Tasks for this exercise:
a: In the crypto market report, what probability of a Fed rate hike by December did CME FedWatch move above?
b: Update the crypto market report from "The macro backdrop" through "its IPO debut.", swapping "NVIDIA" for "Microsoft". Begin at the words that has "The macro backdrop" and stop after "its IPO debut.".
c: Go on with the crypto market report from where it stops.

Text excerpt:
==================================================

The macro backdrop played a direct role. April CPI came in at 3.8%, and PPI matched 2022 levels at 6%. The 10-year Treasury yield climbed to 4.54%, its highest since May 2025. CME FedWatch moved above a 44% probability of a Fed rate hike by December.

Analysts at Bitunix described capital as “aggressively” rotating toward AI stocks and crypto institutionalization. NVIDIA, Google, and Apple pushed toward all-time highs. AI chipmaker Cerebras surged more than 70% on its IPO debut.

Analyst Warns on Profit Margins

Crypto analyst Ali Charts posted a warning on social media. He noted that Bitcoin’s average trader realized profit margin has reached 17%, the highest since October 2025. Ali Charts described this as “a major warning sign,” saying the average investor is sitting on gains and may be looking to exit.

==================================================

(Point labeling dataset excerpts)
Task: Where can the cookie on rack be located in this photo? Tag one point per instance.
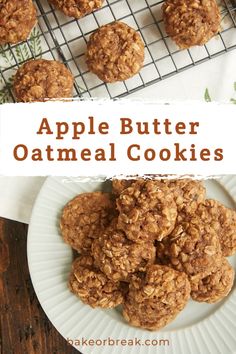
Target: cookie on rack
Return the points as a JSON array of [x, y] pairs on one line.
[[17, 19], [215, 286], [38, 80], [118, 257], [92, 286], [191, 22], [84, 217], [77, 8], [156, 298], [115, 52]]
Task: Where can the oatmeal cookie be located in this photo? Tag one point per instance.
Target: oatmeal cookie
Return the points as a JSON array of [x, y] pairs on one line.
[[119, 257], [84, 217], [119, 185], [17, 18], [147, 211], [224, 222], [215, 286], [188, 194], [40, 79], [92, 286], [77, 8], [191, 22], [193, 247], [155, 299], [115, 52]]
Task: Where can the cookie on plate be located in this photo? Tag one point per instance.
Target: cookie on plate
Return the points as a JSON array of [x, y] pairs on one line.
[[17, 19], [188, 194], [215, 286], [115, 52], [193, 247], [118, 185], [40, 79], [147, 211], [92, 286], [77, 8], [191, 22], [118, 257], [155, 299], [84, 217], [223, 220]]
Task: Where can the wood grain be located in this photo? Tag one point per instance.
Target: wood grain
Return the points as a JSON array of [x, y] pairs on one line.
[[24, 328]]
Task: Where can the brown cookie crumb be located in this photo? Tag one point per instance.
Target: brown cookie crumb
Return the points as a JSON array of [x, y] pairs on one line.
[[40, 79], [193, 247], [191, 22], [77, 8], [115, 52], [119, 185], [92, 286], [147, 211], [17, 19], [215, 286], [155, 299], [223, 220], [84, 217], [188, 194], [119, 257]]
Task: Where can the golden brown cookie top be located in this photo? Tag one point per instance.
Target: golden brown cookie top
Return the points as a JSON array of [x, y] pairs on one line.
[[215, 286], [191, 22], [84, 217], [223, 220], [119, 185], [119, 257], [188, 194], [115, 52], [92, 286], [156, 298], [147, 211], [77, 8], [17, 18], [40, 79], [193, 247]]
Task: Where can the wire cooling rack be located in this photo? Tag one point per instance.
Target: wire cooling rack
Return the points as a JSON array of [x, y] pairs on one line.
[[59, 37]]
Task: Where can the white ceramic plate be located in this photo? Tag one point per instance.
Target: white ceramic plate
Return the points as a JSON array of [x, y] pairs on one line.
[[199, 329]]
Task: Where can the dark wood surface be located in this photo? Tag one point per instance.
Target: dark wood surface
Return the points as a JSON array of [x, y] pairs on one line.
[[24, 327]]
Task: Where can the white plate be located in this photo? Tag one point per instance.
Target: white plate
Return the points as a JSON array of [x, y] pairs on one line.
[[200, 328]]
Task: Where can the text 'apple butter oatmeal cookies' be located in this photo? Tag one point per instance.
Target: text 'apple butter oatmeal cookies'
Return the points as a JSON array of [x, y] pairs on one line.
[[115, 52], [156, 298], [223, 221], [17, 19], [147, 211], [77, 8], [84, 217], [215, 286], [191, 22], [193, 247], [118, 257], [40, 79], [92, 286]]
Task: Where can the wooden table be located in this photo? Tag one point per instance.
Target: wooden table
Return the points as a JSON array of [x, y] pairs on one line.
[[24, 328]]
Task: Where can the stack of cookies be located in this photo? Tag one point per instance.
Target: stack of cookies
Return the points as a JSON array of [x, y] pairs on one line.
[[150, 245]]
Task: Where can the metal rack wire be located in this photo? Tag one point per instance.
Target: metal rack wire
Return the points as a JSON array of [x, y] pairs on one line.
[[63, 38]]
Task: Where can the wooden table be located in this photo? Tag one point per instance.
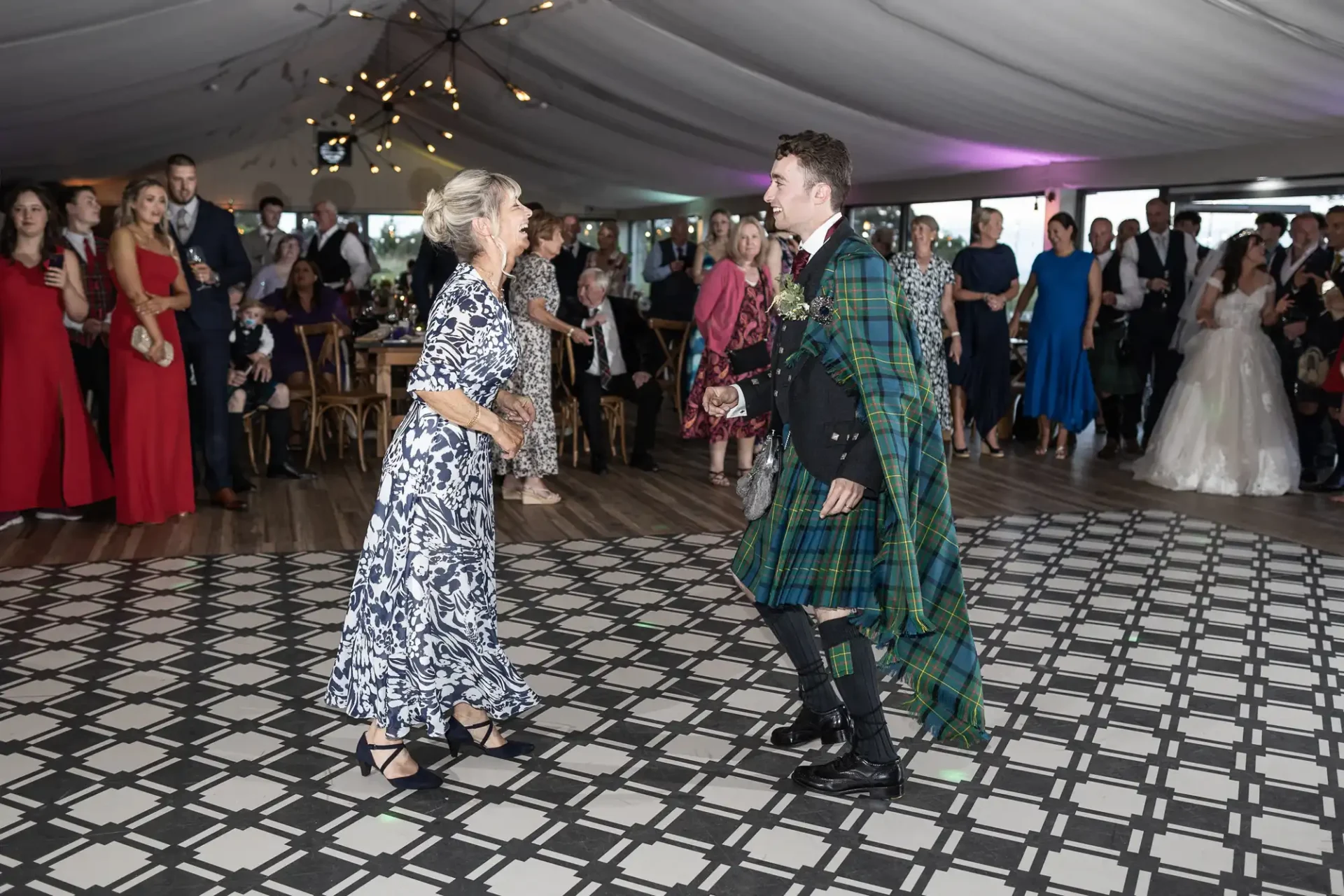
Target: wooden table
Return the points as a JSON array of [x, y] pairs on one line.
[[386, 356]]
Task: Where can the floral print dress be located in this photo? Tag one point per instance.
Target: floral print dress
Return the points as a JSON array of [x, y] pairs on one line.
[[421, 633], [534, 277], [924, 289]]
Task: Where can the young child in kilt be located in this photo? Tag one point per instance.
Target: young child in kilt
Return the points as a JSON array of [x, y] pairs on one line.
[[860, 526], [251, 346]]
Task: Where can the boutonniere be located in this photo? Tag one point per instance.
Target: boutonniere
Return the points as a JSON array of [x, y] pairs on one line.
[[790, 301], [823, 308]]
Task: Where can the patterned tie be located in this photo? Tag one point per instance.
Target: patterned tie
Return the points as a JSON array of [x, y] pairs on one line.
[[604, 363], [800, 261]]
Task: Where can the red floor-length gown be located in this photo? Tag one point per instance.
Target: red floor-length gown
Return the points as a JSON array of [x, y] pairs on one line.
[[49, 450], [151, 426]]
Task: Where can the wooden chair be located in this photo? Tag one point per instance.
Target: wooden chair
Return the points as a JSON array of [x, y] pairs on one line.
[[353, 406], [568, 409], [672, 337]]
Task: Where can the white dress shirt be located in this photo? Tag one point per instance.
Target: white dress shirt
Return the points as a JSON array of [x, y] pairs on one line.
[[183, 218], [610, 339], [84, 245], [353, 251], [1130, 295], [811, 246], [1163, 241]]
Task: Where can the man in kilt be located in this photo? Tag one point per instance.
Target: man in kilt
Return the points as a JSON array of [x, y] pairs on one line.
[[860, 526]]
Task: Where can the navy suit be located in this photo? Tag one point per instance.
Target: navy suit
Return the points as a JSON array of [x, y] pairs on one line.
[[204, 331]]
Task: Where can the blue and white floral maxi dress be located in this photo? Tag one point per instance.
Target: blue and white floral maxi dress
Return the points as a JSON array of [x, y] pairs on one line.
[[421, 634]]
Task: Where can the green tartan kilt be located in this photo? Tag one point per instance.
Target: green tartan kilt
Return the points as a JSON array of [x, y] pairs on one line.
[[1110, 377], [793, 556]]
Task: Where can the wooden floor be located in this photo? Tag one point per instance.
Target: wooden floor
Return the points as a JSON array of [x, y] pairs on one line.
[[331, 512]]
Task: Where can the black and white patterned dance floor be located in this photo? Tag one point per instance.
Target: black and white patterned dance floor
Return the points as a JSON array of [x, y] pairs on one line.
[[1164, 697]]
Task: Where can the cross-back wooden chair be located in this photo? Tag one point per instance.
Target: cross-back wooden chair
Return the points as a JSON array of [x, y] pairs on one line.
[[672, 337], [353, 406], [568, 409]]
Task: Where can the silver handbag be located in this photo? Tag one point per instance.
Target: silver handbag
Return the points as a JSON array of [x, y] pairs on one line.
[[757, 486]]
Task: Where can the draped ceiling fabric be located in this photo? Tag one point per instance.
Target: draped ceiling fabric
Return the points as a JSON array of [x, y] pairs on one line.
[[644, 102]]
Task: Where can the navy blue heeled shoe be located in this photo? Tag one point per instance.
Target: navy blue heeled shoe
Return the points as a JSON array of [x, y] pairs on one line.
[[422, 780], [460, 735]]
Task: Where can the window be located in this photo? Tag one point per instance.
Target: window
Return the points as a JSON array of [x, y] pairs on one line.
[[953, 225], [1116, 206], [1025, 229], [252, 220], [396, 241]]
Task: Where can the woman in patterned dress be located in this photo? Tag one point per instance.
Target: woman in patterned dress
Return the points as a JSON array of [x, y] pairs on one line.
[[926, 281], [534, 298], [733, 311], [421, 643]]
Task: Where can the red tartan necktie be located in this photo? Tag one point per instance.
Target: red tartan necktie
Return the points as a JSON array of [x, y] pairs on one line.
[[803, 257]]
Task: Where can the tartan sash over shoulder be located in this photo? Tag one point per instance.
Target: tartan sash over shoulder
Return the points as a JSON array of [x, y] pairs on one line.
[[867, 343]]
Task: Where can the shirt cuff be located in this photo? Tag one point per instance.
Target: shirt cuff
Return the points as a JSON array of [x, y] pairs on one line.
[[741, 407]]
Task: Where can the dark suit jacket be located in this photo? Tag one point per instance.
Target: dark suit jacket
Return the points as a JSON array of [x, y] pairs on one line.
[[435, 266], [568, 269], [823, 416], [217, 238], [638, 346]]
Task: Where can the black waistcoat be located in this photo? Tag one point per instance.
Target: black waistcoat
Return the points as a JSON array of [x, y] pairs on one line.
[[332, 266], [1110, 282], [1172, 269], [673, 296]]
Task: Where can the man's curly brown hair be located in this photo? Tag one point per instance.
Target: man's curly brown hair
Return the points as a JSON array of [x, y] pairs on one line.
[[824, 160]]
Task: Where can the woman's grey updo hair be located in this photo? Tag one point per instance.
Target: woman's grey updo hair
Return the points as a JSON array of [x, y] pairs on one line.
[[472, 194]]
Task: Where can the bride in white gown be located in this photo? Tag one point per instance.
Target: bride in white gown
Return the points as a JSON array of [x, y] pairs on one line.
[[1227, 428]]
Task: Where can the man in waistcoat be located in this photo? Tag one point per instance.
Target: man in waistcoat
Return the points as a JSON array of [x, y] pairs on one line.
[[1167, 264], [668, 272], [860, 522]]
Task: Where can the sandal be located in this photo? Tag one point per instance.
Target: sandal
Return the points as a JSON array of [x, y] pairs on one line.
[[539, 496]]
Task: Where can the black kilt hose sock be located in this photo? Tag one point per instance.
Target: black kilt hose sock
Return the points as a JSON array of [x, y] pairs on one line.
[[855, 671], [793, 630]]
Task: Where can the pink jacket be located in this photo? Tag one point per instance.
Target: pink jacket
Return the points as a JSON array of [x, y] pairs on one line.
[[721, 301]]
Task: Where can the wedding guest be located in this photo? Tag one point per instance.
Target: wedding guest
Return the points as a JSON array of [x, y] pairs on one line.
[[715, 246], [927, 282], [571, 262], [302, 301], [435, 266], [1272, 226], [1117, 379], [733, 312], [204, 232], [276, 274], [534, 298], [609, 258], [151, 425], [339, 254], [987, 281], [1059, 388], [1167, 267], [885, 241], [421, 640], [1191, 222], [622, 360], [49, 450], [89, 337], [262, 244], [668, 273]]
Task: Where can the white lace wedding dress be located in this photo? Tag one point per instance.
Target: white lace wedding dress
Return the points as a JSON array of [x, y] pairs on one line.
[[1227, 428]]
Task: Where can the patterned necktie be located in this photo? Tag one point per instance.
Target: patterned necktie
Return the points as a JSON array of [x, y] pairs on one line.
[[604, 362], [800, 261]]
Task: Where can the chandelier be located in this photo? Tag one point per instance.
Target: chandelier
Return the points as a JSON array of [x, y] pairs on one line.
[[414, 78]]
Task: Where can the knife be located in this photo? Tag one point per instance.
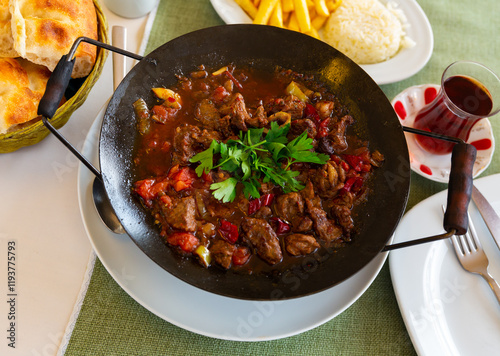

==================================================

Final results:
a: A 44% probability.

b:
The macro backdrop played a direct role. April CPI came in at 3.8%, and PPI matched 2022 levels at 6%. The 10-year Treasury yield climbed to 4.54%, its highest since May 2025. CME FedWatch moved above a 44% probability of a Fed rate hike by December.

Analysts at Bitunix described capital as “aggressively” rotating toward AI stocks and crypto institutionalization. Microsoft, Google, and Apple pushed toward all-time highs. AI chipmaker Cerebras surged more than 70% on its IPO debut.

c:
He pointed to historical context. The last time profit margins hit 17% while Bitcoin was testing its 200-day moving average as resistance was March 2022, which preceded a local top and the start of a downtrend.

Spot Ether ETFs also saw outflows across all five trading days. The products lost $254.46 million for the week, pulling total net assets to $12.93 billion.

A Nickel Digital survey found that 86% of institutional allocators still expect crypto ETF inflows to increase through 2026 as regulatory clarity improves.